__To be done__.
Convert the stretch of the records from the start through the line containing "point(264, 58)" into a Markdown table with the columns Row and Line, numbering each line and leaving out blank lines.

[A block of data]
────
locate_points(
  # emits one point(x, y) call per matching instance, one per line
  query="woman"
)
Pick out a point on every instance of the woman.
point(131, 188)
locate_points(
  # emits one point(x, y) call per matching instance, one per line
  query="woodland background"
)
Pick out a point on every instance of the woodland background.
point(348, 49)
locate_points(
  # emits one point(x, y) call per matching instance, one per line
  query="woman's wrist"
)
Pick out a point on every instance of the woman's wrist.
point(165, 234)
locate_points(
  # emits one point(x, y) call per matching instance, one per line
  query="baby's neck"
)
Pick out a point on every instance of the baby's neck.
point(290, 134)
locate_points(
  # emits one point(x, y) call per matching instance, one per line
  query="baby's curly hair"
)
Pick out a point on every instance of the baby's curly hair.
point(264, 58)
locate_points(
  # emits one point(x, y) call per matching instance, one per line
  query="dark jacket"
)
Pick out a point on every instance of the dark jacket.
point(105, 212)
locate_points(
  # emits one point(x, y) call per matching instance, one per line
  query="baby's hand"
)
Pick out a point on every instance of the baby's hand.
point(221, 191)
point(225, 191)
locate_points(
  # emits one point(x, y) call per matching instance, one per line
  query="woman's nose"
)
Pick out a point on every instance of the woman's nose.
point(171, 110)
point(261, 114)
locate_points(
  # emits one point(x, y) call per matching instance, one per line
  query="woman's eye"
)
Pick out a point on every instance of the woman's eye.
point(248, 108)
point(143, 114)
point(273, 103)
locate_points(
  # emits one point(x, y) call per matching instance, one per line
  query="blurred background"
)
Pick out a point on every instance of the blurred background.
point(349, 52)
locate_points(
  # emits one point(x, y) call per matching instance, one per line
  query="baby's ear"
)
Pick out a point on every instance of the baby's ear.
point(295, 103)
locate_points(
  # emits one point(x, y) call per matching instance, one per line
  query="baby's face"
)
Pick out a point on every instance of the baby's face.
────
__Output__.
| Row | Line |
|---|---|
| 1 | locate_points( |
| 2 |   # emits one point(x, y) call per matching instance, one per line |
| 3 |   query="woman" |
| 4 | ) |
| 5 | Pick out a point on every instance of the woman. |
| 6 | point(131, 188) |
| 7 | locate_points( |
| 8 |   # emits one point(x, y) call per matching instance, one per line |
| 9 |   query="woodland background" |
| 10 | ) |
| 11 | Pick out a point on every instance of the woodland background. |
| 12 | point(348, 49) |
| 13 | locate_points( |
| 14 |   # emits one point(x, y) call per matching instance, one per line |
| 15 |   query="woman's wrist" |
| 16 | ) |
| 17 | Pick out a point on every instance of the woman's wrist. |
| 18 | point(165, 234) |
| 19 | locate_points( |
| 20 |   # emits one point(x, y) call per matching instance, one per line |
| 21 |   query="baby's neck" |
| 22 | ) |
| 23 | Pick out a point on every instance of the baby's neck. |
| 24 | point(290, 134) |
| 25 | locate_points( |
| 26 |   # emits one point(x, y) call per matching instance, one per line |
| 27 |   query="baby's curly hair" |
| 28 | ) |
| 29 | Pick out a point on every instance of the baby's curly hair. |
| 30 | point(264, 58) |